Exercise details >>
Copy the entries from the line with "out the stained" through the last entry, requests included, and raise every number in the coordinates by 111. Leave the pictures out.

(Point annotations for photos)
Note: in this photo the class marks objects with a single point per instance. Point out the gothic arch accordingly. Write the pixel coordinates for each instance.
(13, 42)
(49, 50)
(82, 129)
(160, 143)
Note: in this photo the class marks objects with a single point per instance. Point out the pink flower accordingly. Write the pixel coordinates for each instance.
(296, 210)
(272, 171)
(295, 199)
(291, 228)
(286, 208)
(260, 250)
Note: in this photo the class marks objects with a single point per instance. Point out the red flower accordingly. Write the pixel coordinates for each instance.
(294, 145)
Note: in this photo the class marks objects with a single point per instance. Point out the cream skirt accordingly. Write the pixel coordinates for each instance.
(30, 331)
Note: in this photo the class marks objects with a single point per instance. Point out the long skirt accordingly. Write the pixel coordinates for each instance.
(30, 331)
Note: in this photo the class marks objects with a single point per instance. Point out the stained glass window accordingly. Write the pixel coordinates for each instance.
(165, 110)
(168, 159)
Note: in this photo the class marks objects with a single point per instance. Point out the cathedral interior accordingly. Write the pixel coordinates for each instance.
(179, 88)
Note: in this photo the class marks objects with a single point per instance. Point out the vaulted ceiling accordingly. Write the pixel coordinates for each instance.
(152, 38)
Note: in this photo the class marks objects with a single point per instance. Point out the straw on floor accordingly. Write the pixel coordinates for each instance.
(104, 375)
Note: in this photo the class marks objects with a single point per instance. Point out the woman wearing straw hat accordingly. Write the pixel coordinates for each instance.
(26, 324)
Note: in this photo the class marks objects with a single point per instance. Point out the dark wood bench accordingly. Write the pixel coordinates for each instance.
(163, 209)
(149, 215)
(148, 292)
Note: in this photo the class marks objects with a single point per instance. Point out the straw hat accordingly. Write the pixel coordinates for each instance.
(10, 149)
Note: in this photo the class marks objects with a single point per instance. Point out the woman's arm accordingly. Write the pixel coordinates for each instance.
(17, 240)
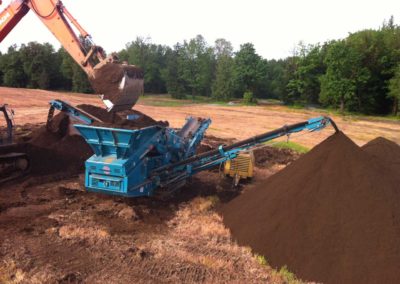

Completed task >>
Note: in this photo the class marks objects with a single point per instance. Point out the stained glass window accordingly. Write the pixel coordinates for each instance.
(276, 221)
(279, 270)
Note: in this photo the class marks objects with a single point per instance. Point out the cathedral interior accordingly. Write the pixel coordinates for each instance.
(290, 199)
Note: in this photo the class marks objects with a single point per instance. Point out the vaulted ceiling accordingly. Write the pixel coordinates for each instance.
(263, 149)
Note: in this photo the class marks objects with a single point per instance. Point out the straw on floor accordingly. Write the pixel coordinates for each instance.
(215, 486)
Note: in this photo the class marks objects with a single point per instance. Point out the woman wearing straw hat accordingly. Write the pixel coordinates for each instance.
(137, 435)
Note: in this photo the class marks objects with a single point per instance. Point out the dark wood bench accordingly. Write the pixel coordinates for each instance.
(274, 320)
(260, 326)
(259, 403)
Note: in this photo the class marks objects with a single point per instance. Point out the straw hat accordingly. Write the pixel coordinates for each instance.
(121, 260)
Note: in this photo the class marks objects with a single point per instance. Point out the woman's arm accordingly. Write the pixel coordinates for each instance.
(128, 351)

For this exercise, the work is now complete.